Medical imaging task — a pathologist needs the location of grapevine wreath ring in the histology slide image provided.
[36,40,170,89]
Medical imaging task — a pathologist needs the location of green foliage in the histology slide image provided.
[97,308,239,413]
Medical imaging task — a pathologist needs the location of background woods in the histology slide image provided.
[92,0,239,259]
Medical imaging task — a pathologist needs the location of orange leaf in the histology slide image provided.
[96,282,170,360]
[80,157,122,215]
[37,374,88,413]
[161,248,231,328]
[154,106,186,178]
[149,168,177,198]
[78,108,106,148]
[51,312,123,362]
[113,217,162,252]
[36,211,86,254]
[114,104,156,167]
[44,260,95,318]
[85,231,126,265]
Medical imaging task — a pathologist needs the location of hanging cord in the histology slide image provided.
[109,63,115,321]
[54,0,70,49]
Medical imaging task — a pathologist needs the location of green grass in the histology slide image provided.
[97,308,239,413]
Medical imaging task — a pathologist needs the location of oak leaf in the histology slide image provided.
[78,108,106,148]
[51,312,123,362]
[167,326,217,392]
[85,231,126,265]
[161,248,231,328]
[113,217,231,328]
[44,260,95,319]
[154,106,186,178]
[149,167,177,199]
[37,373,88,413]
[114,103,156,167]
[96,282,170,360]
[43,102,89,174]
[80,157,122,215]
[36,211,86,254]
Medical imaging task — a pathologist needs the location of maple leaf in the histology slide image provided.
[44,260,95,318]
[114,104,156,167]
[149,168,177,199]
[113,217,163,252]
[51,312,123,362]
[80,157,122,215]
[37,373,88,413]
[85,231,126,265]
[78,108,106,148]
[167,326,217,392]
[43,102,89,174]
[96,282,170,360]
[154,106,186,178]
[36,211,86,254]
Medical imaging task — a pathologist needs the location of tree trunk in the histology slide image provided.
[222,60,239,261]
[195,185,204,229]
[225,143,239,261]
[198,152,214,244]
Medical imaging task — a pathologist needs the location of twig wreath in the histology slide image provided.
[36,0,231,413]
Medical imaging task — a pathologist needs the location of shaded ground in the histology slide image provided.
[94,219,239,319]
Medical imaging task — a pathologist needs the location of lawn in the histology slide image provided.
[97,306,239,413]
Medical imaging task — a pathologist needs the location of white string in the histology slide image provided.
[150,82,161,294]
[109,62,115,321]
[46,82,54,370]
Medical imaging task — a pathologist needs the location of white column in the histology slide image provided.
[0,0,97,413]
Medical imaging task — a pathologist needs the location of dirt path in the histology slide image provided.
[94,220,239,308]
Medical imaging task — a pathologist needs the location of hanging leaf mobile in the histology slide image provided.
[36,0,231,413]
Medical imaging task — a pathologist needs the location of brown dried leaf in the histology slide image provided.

----

Directions for this task :: Rewrite every line of the data above as a JSON list of strings, one string per line, and leave out blank lines.

Output of the exercise ::
[
  "Medical imaging task — a pathologist needs the location of grapevine wreath ring in the histology slide image provided.",
  "[36,40,170,89]",
  "Medical imaging task — a pathologist needs the location of green foliage in the histology slide image provided.",
  "[97,308,239,413]",
  "Medical imaging task — a pathologist needs the location of background woods in the histology slide image provided.",
  "[92,0,239,259]",
  "Medical imaging task — a pathologist needs the location of orange leaf in the histology slide image provided.",
  "[96,282,170,360]",
  "[80,157,122,215]",
  "[37,374,88,413]",
  "[161,248,231,328]",
  "[154,106,186,178]",
  "[149,168,177,198]",
  "[78,108,106,148]",
  "[51,312,123,362]",
  "[113,217,162,252]",
  "[36,211,86,254]",
  "[114,104,156,167]",
  "[44,260,95,318]",
  "[85,231,126,265]",
  "Medical imaging task — a pathologist needs the location of hanging cord in the histology slide image provided.",
  "[109,63,115,321]",
  "[54,0,70,49]",
  "Medical imaging task — a pathologist needs the location of green grass in the histology slide image provided.",
  "[97,308,239,413]",
  "Medical imaging task — a pathologist needs the location of oak leaf in the histology slide image provided.",
  "[78,108,106,148]",
  "[51,312,123,362]",
  "[167,326,217,392]",
  "[85,231,126,265]",
  "[161,248,231,328]",
  "[113,217,231,328]",
  "[44,260,95,319]",
  "[154,106,186,178]",
  "[149,167,177,199]",
  "[37,373,88,413]",
  "[114,103,156,167]",
  "[96,282,170,360]",
  "[43,102,89,174]",
  "[80,157,122,215]",
  "[36,211,86,254]",
  "Medical imaging task — a pathologist needs the location of maple leaf in the histology slide image provided.",
  "[44,260,95,318]",
  "[114,104,156,167]",
  "[149,168,177,199]",
  "[113,217,163,252]",
  "[51,312,123,362]",
  "[80,157,122,215]",
  "[37,373,88,413]",
  "[85,231,126,265]",
  "[78,108,106,148]",
  "[167,326,217,392]",
  "[43,102,89,174]",
  "[96,282,170,360]",
  "[154,106,186,178]",
  "[36,211,86,254]",
  "Medical imaging task — a pathologist needs the location of tree trunk in the histology slide image provided.",
  "[222,60,239,261]",
  "[195,185,204,229]",
  "[225,143,239,261]",
  "[198,152,214,244]",
  "Medical imaging task — a pathologist needs the location of twig wreath in the histology slide image provided.",
  "[36,0,231,413]",
  "Medical imaging task — a pathologist needs the location of shaded ground in the histology slide image provided.",
  "[94,219,239,319]",
  "Medical imaging task — a pathologist needs the location of lawn in the histology slide image provided.",
  "[97,306,239,413]",
  "Medical imaging task — a pathologist needs the location of white string in the histology slide image provided.",
  "[150,82,161,294]",
  "[109,62,115,321]",
  "[46,82,54,370]",
  "Medical imaging task — a pathologist needs the location of white column in the histology slide image provided.",
  "[0,0,97,413]",
  "Medical imaging task — a pathologist needs the location of dirt path in the histology slide image provided.",
  "[94,220,239,308]",
  "Medical imaging task — a pathologist needs the location of hanging leaf mobile in the histology slide image provided.",
  "[36,0,231,413]",
  "Medical imaging task — a pathologist needs the location of brown dried leaf in the histology slide image provided."
]